» ТЕКСТ СТРАНИЦЫ
___
Свалился пластом; попал в плен к медикусам, которые меня щупают и качают головами; вечером объявили жене, что у меня, по-видимому, гнойное воспаление печени и закупорка всех желчных каналов; положение серьезное и требующее лечения и моего согласия покориться всем медицинским требованиям, а главное ото всего отойти и не волноваться; поэтому запретили кого-либо ко мне допускать и со мной разговаривать.
Две недели ничего не записывал, вернее, не мог записывать, ибо находился в бессознательном состоянии; несколько дней был в безнадежном состоянии, но в конце концов выкарабкался, благодаря исключительной заботливости доктора Б. и уходу жены.
Отставка моя не принята; я назначен в распоряжение Верховного Правителя и уволен в отпуск для поправления здоровья; на мое место назначен бывший командующий Западной Армией генерал Ханжин.
Не понимаю, почему не назначили генерала Сурина, как нельзя более подходящего к роли Военного Министра, с огромным стажем, как раз по этому месту.
Пока меня отправляют в Томскую клинику для лечения и, буде потребуется, операции, предупреждают, что сильно тронуты желчные пути и надо долго и систематически лечиться; это хуже всего, так как хотелось бы скорее стать на ноги и начать работать; в более свободном положении надеюсь оказаться полезным, хотя бы в качестве разъездного инспектора войск и учреждений и осведомителя Адмирала о действительном положении дел.
Бесцельно пролежал в Томской клинике; она обращена в госпиталь и все клинические устройства разгромлены; нет даже ванн, без которых мне нельзя существовать. Рекомендуют двигаться дальше на восток, где сохранились лечебные заведения, так как мое положение до сих пор сомнительно и весьма вероятна необходимость серьезной операции.
Медленно двигаюсь на восток; слава Богу, что мне оставили тот вагон в котором я жил в Омске; адъютанты моего преемника пытались его отобрать, но я впервые так окрысился, что они сразу куда-то исчезли; вероятно, мой скелетообразный вид и чернозеленый цвет лица увеличили эффект моего выступления.
Кончился Омский период моей жизни; в вагоне тихо; поезд долго стоить на станциях; лежу и подвожу итоги своему 174 дневному пребыванию в Омске; не прошло и шести полных месяцев, а сколько пережито и перечувствовано!
___
» Сохранённые записи

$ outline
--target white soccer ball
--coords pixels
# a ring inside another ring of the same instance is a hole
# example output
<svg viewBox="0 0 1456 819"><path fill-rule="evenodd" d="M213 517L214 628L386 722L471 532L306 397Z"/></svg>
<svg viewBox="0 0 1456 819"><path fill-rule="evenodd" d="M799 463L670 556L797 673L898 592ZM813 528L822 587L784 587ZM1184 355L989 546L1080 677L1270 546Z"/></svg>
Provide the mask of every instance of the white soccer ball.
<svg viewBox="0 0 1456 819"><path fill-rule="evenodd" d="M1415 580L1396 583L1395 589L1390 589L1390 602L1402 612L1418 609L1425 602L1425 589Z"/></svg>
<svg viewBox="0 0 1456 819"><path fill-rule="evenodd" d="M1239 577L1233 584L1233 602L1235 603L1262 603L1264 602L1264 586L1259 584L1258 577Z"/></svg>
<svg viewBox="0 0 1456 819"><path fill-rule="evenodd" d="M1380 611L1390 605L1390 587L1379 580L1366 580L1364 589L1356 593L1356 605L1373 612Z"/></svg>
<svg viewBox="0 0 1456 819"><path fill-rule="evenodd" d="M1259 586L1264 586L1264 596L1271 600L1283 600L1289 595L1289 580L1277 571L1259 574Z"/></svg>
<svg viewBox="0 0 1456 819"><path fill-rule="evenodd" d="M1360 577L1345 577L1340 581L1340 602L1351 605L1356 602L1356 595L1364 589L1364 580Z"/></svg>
___
» ЗАДАНИЯ
[1] Ответьте по тексту о болезни на три вопроса:
(a) Кто назначен на место автора?
(b) В какую клинику автора отправляют лечиться?
(c) Сколько дней автор провел в Омске?
[2] Выпишите из текста о болезни всех людей, которые названы по фамилии или инициалу.
[3] Определите, согласуются ли с текстом о болезни эти утверждения:
(a) Отставка автора была принята.
(b) В Томской клинике не было ванн.
(c) Адъютантам преемника удалось отобрать у автора вагон.
Строки представляют собой отдельный материал.

» ОТВЕТЫ ПО ПОРЯДКУ
[1]
(a) Бывший командующий Западной Армией генерал Ханжин.
(b) В Томскую клинику.
(c) 174 дня.

[2] Доктор Б., генерал Ханжин, генерал Сурин.

[3]
(a) Нет: «Отставка моя не принята».
(b) Да: «нет даже ванн, без которых мне нельзя существовать».
(c) Нет: «слава Богу, что мне оставили тот вагон в котором я жил в Омске».